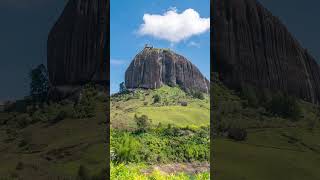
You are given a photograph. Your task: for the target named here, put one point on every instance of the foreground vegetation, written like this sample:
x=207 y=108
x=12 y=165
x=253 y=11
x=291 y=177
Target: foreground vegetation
x=164 y=126
x=264 y=135
x=52 y=140
x=133 y=172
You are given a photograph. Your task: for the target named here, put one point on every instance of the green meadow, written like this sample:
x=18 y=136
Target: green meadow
x=163 y=133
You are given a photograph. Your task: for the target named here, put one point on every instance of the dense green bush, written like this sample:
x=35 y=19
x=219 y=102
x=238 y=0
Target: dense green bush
x=197 y=94
x=127 y=148
x=156 y=98
x=161 y=145
x=143 y=123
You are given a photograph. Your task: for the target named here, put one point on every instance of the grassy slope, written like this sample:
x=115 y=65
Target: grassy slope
x=269 y=151
x=169 y=111
x=67 y=144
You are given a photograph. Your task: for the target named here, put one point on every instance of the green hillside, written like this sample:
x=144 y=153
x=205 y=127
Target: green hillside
x=167 y=111
x=276 y=147
x=160 y=134
x=52 y=143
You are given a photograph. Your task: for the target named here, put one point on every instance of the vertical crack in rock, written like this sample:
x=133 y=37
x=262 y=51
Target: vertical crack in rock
x=164 y=67
x=77 y=44
x=253 y=46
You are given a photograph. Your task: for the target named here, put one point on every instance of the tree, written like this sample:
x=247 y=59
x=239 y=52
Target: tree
x=39 y=86
x=143 y=123
x=156 y=98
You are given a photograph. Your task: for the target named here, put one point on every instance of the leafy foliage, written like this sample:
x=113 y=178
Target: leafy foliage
x=143 y=123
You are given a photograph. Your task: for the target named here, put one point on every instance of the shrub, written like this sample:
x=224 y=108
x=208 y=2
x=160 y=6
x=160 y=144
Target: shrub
x=238 y=134
x=127 y=149
x=143 y=123
x=156 y=98
x=184 y=103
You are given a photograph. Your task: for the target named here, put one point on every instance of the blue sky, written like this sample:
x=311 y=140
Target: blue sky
x=128 y=36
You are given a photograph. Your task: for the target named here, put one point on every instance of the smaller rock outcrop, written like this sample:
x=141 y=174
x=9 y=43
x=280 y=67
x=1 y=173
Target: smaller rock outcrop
x=154 y=67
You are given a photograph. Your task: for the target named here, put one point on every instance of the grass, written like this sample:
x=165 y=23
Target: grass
x=276 y=147
x=133 y=172
x=168 y=111
x=268 y=155
x=182 y=142
x=55 y=150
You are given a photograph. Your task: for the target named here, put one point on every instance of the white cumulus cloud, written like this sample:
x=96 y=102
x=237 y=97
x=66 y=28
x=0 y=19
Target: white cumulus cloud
x=117 y=62
x=174 y=27
x=194 y=44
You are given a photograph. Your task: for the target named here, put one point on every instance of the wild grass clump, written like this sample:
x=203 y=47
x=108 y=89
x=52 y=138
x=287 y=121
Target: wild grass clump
x=161 y=145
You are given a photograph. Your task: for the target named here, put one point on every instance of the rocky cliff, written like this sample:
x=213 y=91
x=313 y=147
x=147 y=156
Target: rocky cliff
x=77 y=44
x=154 y=67
x=252 y=46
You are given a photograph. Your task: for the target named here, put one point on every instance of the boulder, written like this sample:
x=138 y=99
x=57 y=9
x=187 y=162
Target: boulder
x=77 y=44
x=154 y=67
x=252 y=46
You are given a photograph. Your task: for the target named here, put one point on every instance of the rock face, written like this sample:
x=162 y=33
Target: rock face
x=154 y=67
x=77 y=44
x=252 y=46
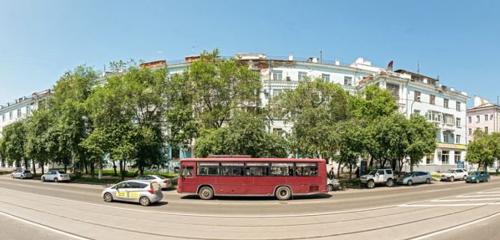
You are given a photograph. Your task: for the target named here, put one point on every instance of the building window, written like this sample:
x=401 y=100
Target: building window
x=302 y=76
x=448 y=119
x=458 y=156
x=347 y=81
x=416 y=96
x=429 y=159
x=277 y=75
x=325 y=77
x=445 y=157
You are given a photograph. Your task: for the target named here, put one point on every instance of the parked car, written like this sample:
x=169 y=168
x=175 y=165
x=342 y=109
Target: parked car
x=22 y=174
x=477 y=177
x=56 y=176
x=415 y=177
x=142 y=192
x=379 y=176
x=162 y=181
x=333 y=184
x=454 y=174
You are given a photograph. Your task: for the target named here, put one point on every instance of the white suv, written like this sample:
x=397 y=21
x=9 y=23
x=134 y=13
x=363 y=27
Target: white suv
x=56 y=176
x=454 y=174
x=379 y=176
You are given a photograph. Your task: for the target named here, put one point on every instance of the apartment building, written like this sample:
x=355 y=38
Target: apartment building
x=484 y=116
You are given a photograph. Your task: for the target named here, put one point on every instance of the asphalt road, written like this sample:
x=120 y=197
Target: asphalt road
x=436 y=211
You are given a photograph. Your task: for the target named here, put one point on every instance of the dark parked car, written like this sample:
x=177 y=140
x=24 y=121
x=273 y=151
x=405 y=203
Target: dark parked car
x=477 y=177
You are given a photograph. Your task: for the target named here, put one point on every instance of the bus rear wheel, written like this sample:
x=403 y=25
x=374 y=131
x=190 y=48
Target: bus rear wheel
x=283 y=193
x=206 y=193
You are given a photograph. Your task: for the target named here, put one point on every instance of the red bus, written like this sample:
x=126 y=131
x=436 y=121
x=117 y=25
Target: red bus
x=245 y=176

————————

In the listing above, locate the line with "x=141 y=174" and the line with "x=187 y=162", then extract exactly those lines and every line between them, and nothing more.

x=141 y=174
x=9 y=43
x=280 y=67
x=1 y=173
Target: smaller rock outcrop
x=154 y=67
You are given a photograph. Your task: for the target named here, put one point on every instance of the grass, written like this sample:
x=165 y=23
Target: grass
x=276 y=147
x=133 y=172
x=168 y=111
x=268 y=155
x=182 y=142
x=55 y=150
You are given a photograph. Your task: for the target named here, put one point on every instance of the white cumulus cloud, written like this sample:
x=96 y=102
x=237 y=97
x=66 y=28
x=0 y=19
Target: white cumulus cloud
x=117 y=62
x=174 y=27
x=194 y=44
You are given a photograph. Your task: for the target named here, put one point on every instance of the wild grass clump, written like this sample:
x=203 y=47
x=108 y=89
x=52 y=138
x=287 y=121
Target: wild grass clump
x=161 y=145
You are given a photograph. Your task: for the target named here, put one point on every instance of the rocky cliff, written like this sample:
x=213 y=91
x=313 y=147
x=147 y=156
Target: rocky cliff
x=77 y=44
x=154 y=67
x=252 y=46
You are given a photograph. Your task: for the target named here, put one point on every instance of the boulder, written like this sample:
x=138 y=99
x=57 y=9
x=187 y=162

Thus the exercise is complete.